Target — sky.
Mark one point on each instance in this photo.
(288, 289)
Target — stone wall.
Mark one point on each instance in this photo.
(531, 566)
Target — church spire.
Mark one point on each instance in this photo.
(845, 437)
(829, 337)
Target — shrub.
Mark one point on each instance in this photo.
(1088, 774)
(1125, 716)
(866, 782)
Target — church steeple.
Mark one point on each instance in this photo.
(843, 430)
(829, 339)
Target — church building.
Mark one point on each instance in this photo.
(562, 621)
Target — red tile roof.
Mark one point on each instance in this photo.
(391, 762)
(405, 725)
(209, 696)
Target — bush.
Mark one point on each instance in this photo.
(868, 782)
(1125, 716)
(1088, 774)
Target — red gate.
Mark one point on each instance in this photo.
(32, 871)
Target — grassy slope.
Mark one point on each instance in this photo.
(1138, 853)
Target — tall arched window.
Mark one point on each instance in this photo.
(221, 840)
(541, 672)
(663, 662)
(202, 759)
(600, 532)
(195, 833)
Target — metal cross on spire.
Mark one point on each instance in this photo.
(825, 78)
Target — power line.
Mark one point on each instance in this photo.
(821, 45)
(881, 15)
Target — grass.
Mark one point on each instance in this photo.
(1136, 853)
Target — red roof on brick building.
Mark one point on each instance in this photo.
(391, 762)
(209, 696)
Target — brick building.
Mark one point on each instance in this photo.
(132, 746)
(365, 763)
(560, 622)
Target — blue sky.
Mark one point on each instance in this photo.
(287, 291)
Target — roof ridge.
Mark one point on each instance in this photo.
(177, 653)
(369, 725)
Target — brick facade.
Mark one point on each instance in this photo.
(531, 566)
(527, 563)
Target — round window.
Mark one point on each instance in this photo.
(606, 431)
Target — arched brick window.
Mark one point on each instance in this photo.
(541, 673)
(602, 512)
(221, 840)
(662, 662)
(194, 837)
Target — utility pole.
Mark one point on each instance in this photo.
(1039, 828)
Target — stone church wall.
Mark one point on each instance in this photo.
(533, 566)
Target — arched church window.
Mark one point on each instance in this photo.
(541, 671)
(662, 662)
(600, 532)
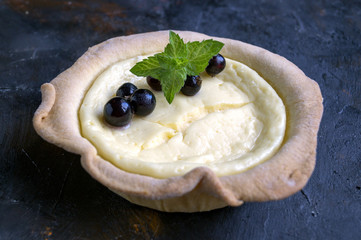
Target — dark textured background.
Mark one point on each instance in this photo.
(44, 192)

### TASK DETAILS:
Pick every line from the listing holding the string "stone", and copy it.

### EXPECTED OUTPUT:
Target — stone wall.
Target — stone church wall.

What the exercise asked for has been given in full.